*PROBLEM TO SOLVE*.
Rewrite the rows below, changing every "Trace the outline" to "Draw the boundary" and leaving everything else as it is.
────
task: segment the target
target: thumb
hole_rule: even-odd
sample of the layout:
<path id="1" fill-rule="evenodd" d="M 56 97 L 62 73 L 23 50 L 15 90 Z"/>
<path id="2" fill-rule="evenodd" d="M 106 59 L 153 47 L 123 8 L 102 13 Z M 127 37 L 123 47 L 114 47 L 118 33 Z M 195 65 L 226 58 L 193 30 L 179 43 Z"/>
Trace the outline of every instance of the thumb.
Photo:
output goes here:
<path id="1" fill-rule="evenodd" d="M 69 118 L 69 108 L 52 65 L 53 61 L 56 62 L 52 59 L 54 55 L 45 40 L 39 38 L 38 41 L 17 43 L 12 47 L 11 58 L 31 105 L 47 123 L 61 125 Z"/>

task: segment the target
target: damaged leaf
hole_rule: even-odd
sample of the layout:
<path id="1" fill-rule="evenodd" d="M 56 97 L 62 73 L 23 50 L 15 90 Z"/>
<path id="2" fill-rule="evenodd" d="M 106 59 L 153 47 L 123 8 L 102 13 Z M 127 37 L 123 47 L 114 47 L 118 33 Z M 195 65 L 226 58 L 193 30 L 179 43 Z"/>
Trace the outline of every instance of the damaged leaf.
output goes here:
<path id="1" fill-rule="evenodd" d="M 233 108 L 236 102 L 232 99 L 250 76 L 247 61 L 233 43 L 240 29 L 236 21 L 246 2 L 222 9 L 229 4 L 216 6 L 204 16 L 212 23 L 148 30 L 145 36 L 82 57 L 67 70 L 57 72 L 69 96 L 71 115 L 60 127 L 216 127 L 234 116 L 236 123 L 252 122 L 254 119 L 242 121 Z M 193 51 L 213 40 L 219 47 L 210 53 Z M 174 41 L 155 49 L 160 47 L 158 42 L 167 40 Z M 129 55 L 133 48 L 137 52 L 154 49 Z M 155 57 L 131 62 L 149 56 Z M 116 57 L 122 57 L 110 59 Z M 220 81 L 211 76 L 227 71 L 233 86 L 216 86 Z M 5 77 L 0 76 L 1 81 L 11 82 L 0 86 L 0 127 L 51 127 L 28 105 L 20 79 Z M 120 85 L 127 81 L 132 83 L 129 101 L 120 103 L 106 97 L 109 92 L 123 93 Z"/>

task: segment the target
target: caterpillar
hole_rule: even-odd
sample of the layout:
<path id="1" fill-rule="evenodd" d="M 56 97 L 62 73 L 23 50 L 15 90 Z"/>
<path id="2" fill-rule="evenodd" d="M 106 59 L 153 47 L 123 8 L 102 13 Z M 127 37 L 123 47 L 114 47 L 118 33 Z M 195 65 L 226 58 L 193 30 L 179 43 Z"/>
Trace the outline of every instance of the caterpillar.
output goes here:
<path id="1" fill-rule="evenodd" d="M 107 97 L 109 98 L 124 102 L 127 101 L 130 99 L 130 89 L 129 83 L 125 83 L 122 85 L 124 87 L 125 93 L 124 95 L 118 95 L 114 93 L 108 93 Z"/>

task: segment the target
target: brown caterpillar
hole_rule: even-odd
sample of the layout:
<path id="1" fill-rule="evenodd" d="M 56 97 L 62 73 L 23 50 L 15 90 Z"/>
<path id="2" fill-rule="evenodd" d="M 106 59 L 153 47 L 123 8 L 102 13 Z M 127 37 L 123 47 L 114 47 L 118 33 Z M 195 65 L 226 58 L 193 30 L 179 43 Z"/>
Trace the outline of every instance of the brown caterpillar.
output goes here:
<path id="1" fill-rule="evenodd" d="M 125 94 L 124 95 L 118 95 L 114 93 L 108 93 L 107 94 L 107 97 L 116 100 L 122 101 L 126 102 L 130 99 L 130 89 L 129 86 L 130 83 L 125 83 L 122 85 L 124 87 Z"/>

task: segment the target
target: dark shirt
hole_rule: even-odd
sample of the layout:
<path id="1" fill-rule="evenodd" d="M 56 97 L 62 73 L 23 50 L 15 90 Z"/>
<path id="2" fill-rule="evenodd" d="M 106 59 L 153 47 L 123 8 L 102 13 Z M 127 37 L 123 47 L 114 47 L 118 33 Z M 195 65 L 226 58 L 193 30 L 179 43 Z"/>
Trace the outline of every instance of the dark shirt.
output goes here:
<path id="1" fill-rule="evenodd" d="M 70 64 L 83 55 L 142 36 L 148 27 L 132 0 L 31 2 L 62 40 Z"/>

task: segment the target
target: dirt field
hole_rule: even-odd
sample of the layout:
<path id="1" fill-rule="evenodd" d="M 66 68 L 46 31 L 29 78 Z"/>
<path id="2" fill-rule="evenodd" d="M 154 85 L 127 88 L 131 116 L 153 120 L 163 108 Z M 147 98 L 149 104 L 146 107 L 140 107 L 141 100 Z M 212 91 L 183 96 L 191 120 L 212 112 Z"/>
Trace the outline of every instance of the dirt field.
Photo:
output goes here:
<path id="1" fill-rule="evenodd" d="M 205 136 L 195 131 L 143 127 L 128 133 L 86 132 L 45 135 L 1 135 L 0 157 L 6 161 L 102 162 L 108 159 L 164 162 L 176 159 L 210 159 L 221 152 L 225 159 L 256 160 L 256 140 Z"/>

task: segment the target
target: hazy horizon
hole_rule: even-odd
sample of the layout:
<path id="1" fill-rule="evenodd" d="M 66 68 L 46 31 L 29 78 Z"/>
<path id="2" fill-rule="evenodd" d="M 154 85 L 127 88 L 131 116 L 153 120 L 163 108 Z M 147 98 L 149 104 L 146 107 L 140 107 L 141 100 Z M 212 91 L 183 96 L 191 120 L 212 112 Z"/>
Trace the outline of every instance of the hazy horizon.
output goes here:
────
*PROBLEM SOLUTION*.
task: segment the target
target: thumb
hole_rule: even-odd
sample of the layout:
<path id="1" fill-rule="evenodd" d="M 56 97 L 62 73 L 23 50 L 15 90 Z"/>
<path id="2" fill-rule="evenodd" d="M 106 59 L 153 47 L 123 8 L 102 13 Z M 127 37 L 123 47 L 114 47 L 118 33 Z M 195 65 L 226 58 L 193 30 L 179 43 Z"/>
Draw the boundary of every instance of the thumb.
Photo:
output goes here:
<path id="1" fill-rule="evenodd" d="M 69 118 L 69 108 L 52 65 L 53 61 L 56 62 L 52 59 L 54 55 L 45 40 L 39 38 L 38 41 L 17 43 L 12 47 L 11 58 L 31 105 L 47 123 L 61 125 Z"/>

task: segment the target
target: damaged leaf
hole_rule: even-odd
sample of the layout:
<path id="1" fill-rule="evenodd" d="M 56 97 L 62 73 L 23 50 L 15 90 Z"/>
<path id="2" fill-rule="evenodd" d="M 106 59 L 153 47 L 123 8 L 102 13 Z M 127 37 L 123 47 L 114 47 L 118 33 Z M 195 65 L 226 58 L 193 30 L 179 43 Z"/>
Draw the boundary of every instance of the damaged leaf.
output goes here:
<path id="1" fill-rule="evenodd" d="M 233 108 L 236 102 L 232 99 L 250 76 L 247 61 L 233 43 L 240 29 L 236 21 L 246 2 L 222 9 L 229 4 L 216 6 L 204 16 L 212 23 L 148 30 L 145 36 L 82 57 L 67 70 L 57 72 L 69 96 L 71 115 L 60 127 L 216 127 L 234 116 L 236 123 L 252 122 L 254 119 L 242 121 Z M 193 51 L 213 40 L 219 47 L 210 53 Z M 174 41 L 155 49 L 160 47 L 158 42 L 167 40 Z M 129 55 L 133 48 L 137 52 L 154 49 Z M 155 57 L 131 62 L 149 56 Z M 116 57 L 122 57 L 110 59 Z M 220 81 L 211 76 L 227 71 L 233 86 L 216 86 Z M 5 77 L 0 76 L 1 81 L 11 82 L 0 86 L 0 127 L 51 127 L 28 105 L 20 79 Z M 120 85 L 127 81 L 132 83 L 129 101 L 120 103 L 106 97 L 109 92 L 123 93 Z"/>

task: segment the target
target: caterpillar
hole_rule: even-odd
sample of the layout:
<path id="1" fill-rule="evenodd" d="M 56 97 L 62 73 L 23 50 L 15 90 Z"/>
<path id="2" fill-rule="evenodd" d="M 106 59 L 153 47 L 123 8 L 102 13 Z M 127 37 L 123 47 L 114 47 L 118 33 Z M 195 65 L 226 58 L 193 30 L 179 43 Z"/>
Draw the boundary of every instance of the caterpillar.
output goes here:
<path id="1" fill-rule="evenodd" d="M 107 97 L 109 98 L 124 102 L 127 101 L 130 99 L 130 89 L 129 83 L 125 83 L 122 85 L 124 87 L 125 93 L 124 95 L 118 95 L 114 93 L 108 93 Z"/>

task: segment the target
target: brown caterpillar
hole_rule: even-odd
sample of the layout:
<path id="1" fill-rule="evenodd" d="M 56 97 L 62 73 L 23 50 L 15 90 Z"/>
<path id="2" fill-rule="evenodd" d="M 106 59 L 153 47 L 123 8 L 102 13 Z M 127 37 L 123 47 L 114 47 L 118 33 Z M 195 65 L 226 58 L 193 30 L 179 43 Z"/>
Draw the boundary of every instance of the brown caterpillar.
output goes here:
<path id="1" fill-rule="evenodd" d="M 125 94 L 124 95 L 118 95 L 114 93 L 108 93 L 107 94 L 107 97 L 116 100 L 122 101 L 126 102 L 130 99 L 130 89 L 129 86 L 130 83 L 125 83 L 122 85 L 124 87 Z"/>

task: segment the target
target: dark shirt
hole_rule: even-odd
sample of the layout:
<path id="1" fill-rule="evenodd" d="M 56 97 L 62 73 L 23 50 L 15 90 Z"/>
<path id="2" fill-rule="evenodd" d="M 106 59 L 153 47 L 123 8 L 102 13 Z M 127 37 L 123 47 L 114 47 L 118 33 Z M 195 65 L 226 58 L 193 30 L 179 43 Z"/>
Draw the boundary of every instance of the dark shirt.
output goes here:
<path id="1" fill-rule="evenodd" d="M 70 64 L 83 55 L 142 36 L 148 27 L 132 0 L 31 2 L 62 40 Z"/>

task: segment the target
target: dirt field
hole_rule: even-odd
sample of the layout:
<path id="1" fill-rule="evenodd" d="M 66 68 L 46 31 L 29 78 Z"/>
<path id="2" fill-rule="evenodd" d="M 154 85 L 127 88 L 131 116 L 153 120 L 163 108 Z M 147 98 L 149 104 L 146 107 L 140 107 L 141 100 Z M 212 91 L 183 96 L 191 120 L 212 112 Z"/>
Draw the boundary of every instance of the dirt field.
Photo:
output goes here:
<path id="1" fill-rule="evenodd" d="M 205 136 L 195 131 L 143 127 L 128 133 L 86 132 L 45 135 L 1 135 L 0 157 L 6 161 L 102 162 L 108 159 L 164 162 L 176 159 L 210 159 L 221 152 L 225 159 L 256 160 L 256 140 Z"/>

task: segment the target
target: hazy horizon
hole_rule: even-odd
sample of the layout:
<path id="1" fill-rule="evenodd" d="M 66 68 L 46 31 L 29 78 Z"/>
<path id="2" fill-rule="evenodd" d="M 154 85 L 127 88 L 131 116 L 153 120 L 163 108 Z M 147 98 L 149 104 L 146 107 L 140 107 L 141 100 Z M 212 91 L 183 96 L 191 120 L 212 112 Z"/>
Draw the boundary of every instance of the hazy horizon.
output goes here:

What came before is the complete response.